── Records for this exercise

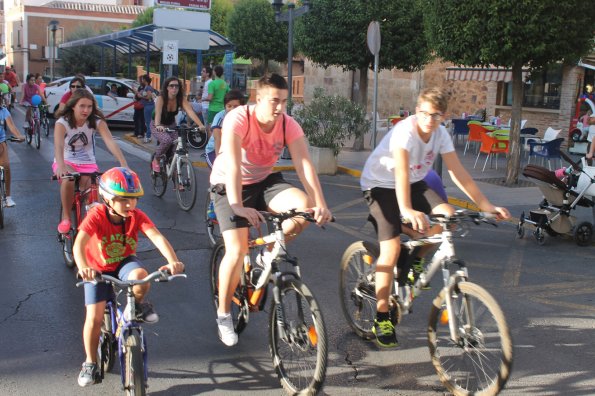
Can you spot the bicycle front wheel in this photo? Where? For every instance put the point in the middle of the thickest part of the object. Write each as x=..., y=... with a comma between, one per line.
x=479, y=363
x=239, y=302
x=186, y=184
x=37, y=132
x=211, y=222
x=197, y=139
x=357, y=289
x=134, y=376
x=158, y=179
x=298, y=341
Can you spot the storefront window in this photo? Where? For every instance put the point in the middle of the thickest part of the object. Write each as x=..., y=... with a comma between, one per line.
x=541, y=90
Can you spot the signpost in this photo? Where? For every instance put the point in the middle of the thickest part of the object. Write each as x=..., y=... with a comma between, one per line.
x=373, y=39
x=196, y=4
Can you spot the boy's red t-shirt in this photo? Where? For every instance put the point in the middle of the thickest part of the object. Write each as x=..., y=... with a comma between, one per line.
x=108, y=245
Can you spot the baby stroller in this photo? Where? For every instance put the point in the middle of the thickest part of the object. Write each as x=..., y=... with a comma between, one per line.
x=560, y=197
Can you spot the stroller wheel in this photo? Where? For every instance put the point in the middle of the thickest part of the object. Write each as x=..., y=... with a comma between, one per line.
x=583, y=233
x=539, y=235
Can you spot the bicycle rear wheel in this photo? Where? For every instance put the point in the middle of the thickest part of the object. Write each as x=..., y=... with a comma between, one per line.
x=480, y=362
x=158, y=179
x=197, y=139
x=211, y=222
x=37, y=133
x=46, y=126
x=67, y=240
x=357, y=288
x=239, y=304
x=134, y=372
x=298, y=345
x=186, y=184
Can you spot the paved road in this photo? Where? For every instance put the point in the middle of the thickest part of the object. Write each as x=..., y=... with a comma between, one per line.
x=546, y=293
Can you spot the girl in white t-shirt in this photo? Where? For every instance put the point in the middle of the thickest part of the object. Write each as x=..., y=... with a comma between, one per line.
x=74, y=146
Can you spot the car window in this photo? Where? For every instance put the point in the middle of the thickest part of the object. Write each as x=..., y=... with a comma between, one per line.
x=96, y=86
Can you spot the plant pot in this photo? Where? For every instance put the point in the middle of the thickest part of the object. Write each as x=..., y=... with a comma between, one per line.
x=324, y=160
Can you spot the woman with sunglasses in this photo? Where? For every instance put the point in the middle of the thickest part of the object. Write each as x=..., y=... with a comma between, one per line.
x=74, y=146
x=167, y=106
x=77, y=82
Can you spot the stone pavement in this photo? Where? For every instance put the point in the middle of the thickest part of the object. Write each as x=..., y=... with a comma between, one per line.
x=524, y=197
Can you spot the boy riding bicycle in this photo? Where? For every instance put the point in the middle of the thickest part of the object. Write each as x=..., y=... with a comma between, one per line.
x=393, y=186
x=243, y=180
x=106, y=243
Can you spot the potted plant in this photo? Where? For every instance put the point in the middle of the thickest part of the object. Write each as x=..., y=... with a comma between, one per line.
x=328, y=122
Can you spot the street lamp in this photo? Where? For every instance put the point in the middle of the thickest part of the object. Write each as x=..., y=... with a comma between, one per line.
x=288, y=16
x=53, y=26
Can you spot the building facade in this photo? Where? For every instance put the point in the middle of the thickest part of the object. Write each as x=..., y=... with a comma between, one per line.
x=28, y=35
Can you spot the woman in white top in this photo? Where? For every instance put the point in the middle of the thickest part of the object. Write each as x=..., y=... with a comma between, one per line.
x=74, y=146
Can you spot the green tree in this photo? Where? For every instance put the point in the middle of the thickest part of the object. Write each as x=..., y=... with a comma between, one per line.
x=144, y=18
x=334, y=33
x=253, y=30
x=220, y=11
x=510, y=33
x=83, y=59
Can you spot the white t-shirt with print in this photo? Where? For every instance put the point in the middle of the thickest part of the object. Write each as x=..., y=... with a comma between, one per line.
x=379, y=168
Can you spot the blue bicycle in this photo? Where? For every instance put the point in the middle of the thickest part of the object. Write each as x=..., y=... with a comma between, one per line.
x=122, y=331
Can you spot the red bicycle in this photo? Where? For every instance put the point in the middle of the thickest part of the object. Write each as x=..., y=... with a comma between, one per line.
x=83, y=201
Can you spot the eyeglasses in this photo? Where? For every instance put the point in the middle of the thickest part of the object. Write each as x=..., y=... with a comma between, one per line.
x=433, y=116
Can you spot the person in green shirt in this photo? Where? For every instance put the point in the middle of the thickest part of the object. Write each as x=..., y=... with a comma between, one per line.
x=217, y=90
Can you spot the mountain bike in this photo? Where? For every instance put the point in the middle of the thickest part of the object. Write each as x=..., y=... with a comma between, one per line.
x=3, y=186
x=468, y=338
x=44, y=119
x=33, y=132
x=297, y=335
x=121, y=331
x=83, y=201
x=176, y=165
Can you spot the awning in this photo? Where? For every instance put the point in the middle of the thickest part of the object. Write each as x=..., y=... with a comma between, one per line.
x=481, y=74
x=135, y=40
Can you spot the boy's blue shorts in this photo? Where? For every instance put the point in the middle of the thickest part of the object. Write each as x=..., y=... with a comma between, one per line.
x=105, y=291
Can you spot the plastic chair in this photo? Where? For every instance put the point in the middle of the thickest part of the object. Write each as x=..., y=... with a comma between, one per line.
x=491, y=145
x=546, y=150
x=475, y=132
x=460, y=128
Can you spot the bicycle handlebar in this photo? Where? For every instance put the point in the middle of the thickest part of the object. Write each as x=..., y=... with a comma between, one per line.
x=77, y=175
x=157, y=276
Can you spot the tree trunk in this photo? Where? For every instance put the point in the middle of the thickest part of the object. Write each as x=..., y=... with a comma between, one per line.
x=513, y=159
x=362, y=99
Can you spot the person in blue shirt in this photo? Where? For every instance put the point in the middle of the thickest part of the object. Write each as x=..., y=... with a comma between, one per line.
x=232, y=99
x=6, y=122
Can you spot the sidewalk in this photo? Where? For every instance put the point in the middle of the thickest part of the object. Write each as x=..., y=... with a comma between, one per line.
x=521, y=198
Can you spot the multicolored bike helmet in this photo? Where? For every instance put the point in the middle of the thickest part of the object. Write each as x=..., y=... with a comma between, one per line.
x=120, y=182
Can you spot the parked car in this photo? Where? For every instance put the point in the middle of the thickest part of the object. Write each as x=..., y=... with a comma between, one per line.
x=100, y=86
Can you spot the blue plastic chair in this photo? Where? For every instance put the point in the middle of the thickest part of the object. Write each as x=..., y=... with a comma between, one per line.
x=460, y=128
x=546, y=150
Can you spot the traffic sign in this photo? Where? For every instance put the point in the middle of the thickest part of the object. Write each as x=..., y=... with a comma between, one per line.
x=196, y=4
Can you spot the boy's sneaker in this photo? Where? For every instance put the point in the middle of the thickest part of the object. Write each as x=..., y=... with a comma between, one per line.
x=8, y=202
x=88, y=374
x=146, y=312
x=227, y=334
x=385, y=333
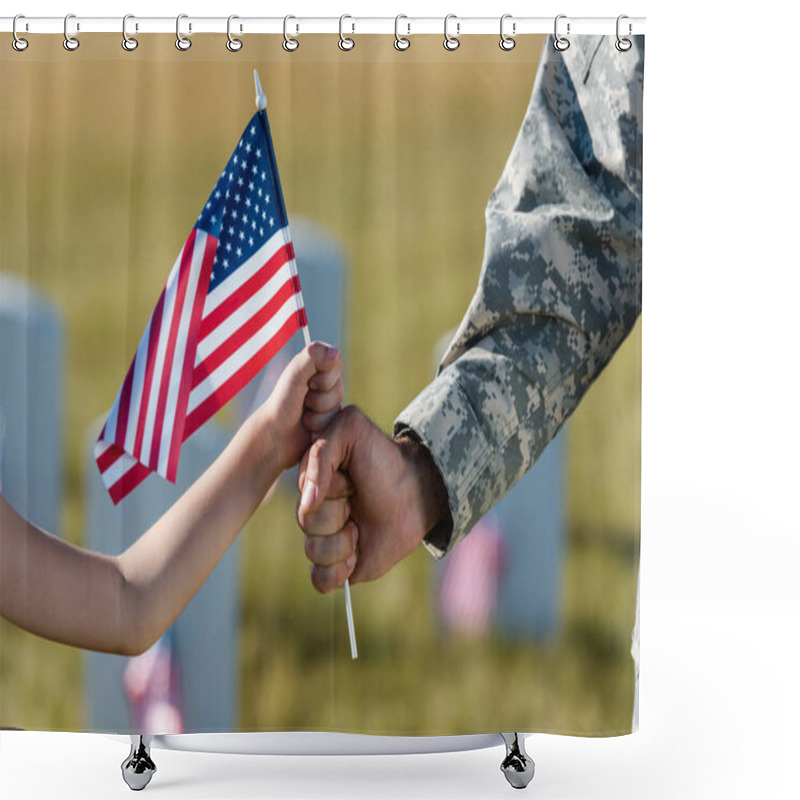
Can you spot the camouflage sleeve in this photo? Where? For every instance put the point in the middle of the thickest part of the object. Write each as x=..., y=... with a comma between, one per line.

────

» **Requirement**
Repeat the material above in full and exactly, apart from the pictures.

» **Response for this exercise**
Can you spot the bicycle front wheel in this photo? Where? For every instance put the point in the middle of the thickest part of the object. Write each as x=..., y=... with a comma between, one per line.
x=479, y=363
x=239, y=302
x=186, y=184
x=37, y=132
x=211, y=222
x=197, y=139
x=357, y=289
x=134, y=376
x=158, y=179
x=298, y=341
Can you spot the storefront window in this photo? Where? For every instance put the point in the middle of the thickest part of the object. Write each as x=..., y=... with a comma between, one per line.
x=541, y=90
Can you spot the signpost in this photo? Where? For every instance put the point in the middle of the thickest part of the object. Write each as x=..., y=... with a comma between, one per line.
x=373, y=39
x=196, y=4
Can you spot the boy's red t-shirt in this photo? Where? For every instance put the point in the middle of the thickest part of the object. Write each as x=..., y=... with a comma between, one per line.
x=108, y=245
Can you spot the baby stroller in this photo? Where? For every instance put the point in the middle of the thickest part of the object. Write each as x=..., y=... with a comma between, one per line.
x=560, y=197
Can you spot the stroller wheel in this photo? Where? For every instance put the point in the middle of the thickest part of the object. Write each as x=..., y=... with a comma between, one per line.
x=583, y=233
x=539, y=235
Can you spot the bicycle rear wheel in this photo? Where? For every instance put the point in the middle of the thickest part of the object. Write each as x=..., y=... with a comma between, one per line.
x=480, y=362
x=158, y=179
x=197, y=139
x=211, y=222
x=37, y=133
x=46, y=126
x=67, y=240
x=357, y=288
x=239, y=304
x=134, y=372
x=298, y=345
x=186, y=184
Can you spot the paved road in this photo? Where? For every instance put the point in the middle of the thickest part of the object. Write each as x=..., y=... with a comma between, one per line.
x=546, y=293
Can you spot the girl in white t-shirt in this photo? Where? For every instance put the point in the middle of the thickest part of the object. Write each as x=..., y=... with a comma between, one per line.
x=74, y=146
Can you spot the car window in this photo? Where? For every instance put the point in the middle of the thickest part of the object. Write each as x=..., y=... with a comma between, one per line.
x=96, y=86
Can you spot the plant pot in this photo? Where? For every instance put the point in the middle of the thickest part of the object. Write each as x=..., y=... with a comma between, one per line.
x=324, y=160
Can you spot the woman with sunglasses in this photo? Where? For every instance put the point in the middle of the thickest part of the object. Write each as x=..., y=... with a comma between, one per line.
x=74, y=146
x=167, y=106
x=77, y=82
Can you spot the stone pavement in this photo? Where? For every instance put the point in the middle of the thickest part of the object. Write each as x=..., y=... with a comma between, one per line.
x=524, y=197
Can you spot the boy riding bicycle in this photo? Where? For every instance put the point in the middle of the thickest part of the object. Write each as x=..., y=... with a comma between, one per line.
x=393, y=186
x=243, y=180
x=106, y=243
Can you spot the potted plant in this photo? Where? For every instance put the point in the middle of the thickest part of the object. Write each as x=..., y=... with a comma between, one per line.
x=328, y=122
Can you spot the street lamp in this photo? Where? For every instance put the point in the middle of the thickest part of the object. Write each as x=..., y=... with a comma between, one per line.
x=288, y=16
x=53, y=26
Can you spot the building facade in this photo? Where? For every instance put the point in the middle of the thickest part of the object. Write each as x=..., y=... with a comma between, one per line.
x=28, y=35
Can you spot the woman in white top in this photo? Where? For every instance put the point in the middle of the thickest part of the object. Write each as x=..., y=... with a comma between, one per line.
x=74, y=146
Can you spot the green tree in this photo? Where? For every instance put the point in the middle of the thickest part of the object. Write each as x=..., y=... with a comma between, one per line.
x=144, y=18
x=334, y=33
x=253, y=30
x=220, y=11
x=510, y=33
x=83, y=59
Can you spot the white t-shirt with print in this photo? Where? For every instance put the point in the middle of the thickest part of the object. Write each as x=..., y=... with a comma between, one per line.
x=379, y=168
Can you spot the blue bicycle in this photo? Where? For every instance put the point in the middle of the thickest part of the object. Write each as x=..., y=... with a comma between, one per line.
x=122, y=331
Can you spot the red bicycle in this photo? Where? For every instance put the point in the middle of the thickest part of the object. Write each as x=..., y=... with a comma between, one per line.
x=83, y=201
Can you spot the eyeglasses in this photo? Where? For every instance put the point in the middle of the thickest part of the object. Write each as x=..., y=... with a comma between, one per line.
x=433, y=116
Can you spot the person in green shirt in this photo? Where? For every instance put the point in the middle of the thickest part of the object. Write each as x=..., y=... with a comma between, one per line.
x=217, y=90
Can you spot the mountain bike in this photo? Where? For every instance put the point in the middle of the thickest part of the object. Write each as x=..., y=... with a comma between, one per line.
x=3, y=186
x=468, y=338
x=44, y=119
x=33, y=132
x=297, y=335
x=121, y=331
x=83, y=201
x=176, y=165
Can you spot the awning in this photo? Where? For every instance put the point in the middle of the thickest part of the object. Write each as x=..., y=... with a comma between, one per line.
x=481, y=74
x=135, y=40
Can you spot the boy's blue shorts in this photo? Where? For every instance put the point in the middle of the thickest part of the object. Write each as x=..., y=... with a comma between, one per line.
x=105, y=291
Can you spot the plastic chair in this photo? Where? For every instance put the point in the middle of the thickest part of the object. Write each as x=..., y=... with a comma between, one per line.
x=491, y=145
x=546, y=150
x=475, y=132
x=460, y=128
Can you spot the bicycle handlebar in this photo? Where? For every instance put the point in the middle of the thickest part of the object. Write each as x=..., y=... with a comma between, one per line.
x=77, y=175
x=157, y=276
Can you spot the tree trunk in this photo? Where? For every instance put the point in the middle of the thickest part of the object. Write each as x=..., y=... with a comma between, one per line.
x=513, y=159
x=362, y=99
Can you spot the person in blue shirt in this photo? Where? For every instance put the point in the middle of the thickest part of the object. Write each as x=..., y=... with a comma between, one per line.
x=232, y=99
x=6, y=122
Can you spot the sidewalk in this photo? Where? For every instance put the point in the middle of the thickest part of the object. Write each as x=..., y=... with a comma between, one per line.
x=521, y=198
Can you spot the multicolored bike helmet in this photo? Where? For every instance put the point in the middle of the thickest part of the object. Write each as x=..., y=... with a comma between, one per line.
x=120, y=182
Can you spot the parked car in this photo? Where? For every instance put the point in the middle of the thickest part of the object. Write each as x=..., y=... with a comma between, one per line.
x=100, y=86
Can you spot the blue plastic chair in this photo? Where? For every instance put the point in the middle of the thickest part of the object. Write each as x=..., y=... with a comma between, one per line.
x=460, y=128
x=546, y=150
Can you spot the traffic sign in this photo? Where? For every instance put the point in the middle of the thickest part of the object. Write each as x=..., y=... with a comma between, one per line.
x=196, y=4
Can you spot the boy's sneaker in this photo? Where? For every instance put the point in the middle of the thickest part of the object. Write each as x=..., y=... with a comma between, one per line.
x=8, y=202
x=88, y=374
x=146, y=312
x=227, y=334
x=385, y=333
Can you spot the camouflage sleeve in this photo? Where? For every instance put the point in the middle of the thickest part of the object. Write each as x=..., y=... with a comma between, one per line.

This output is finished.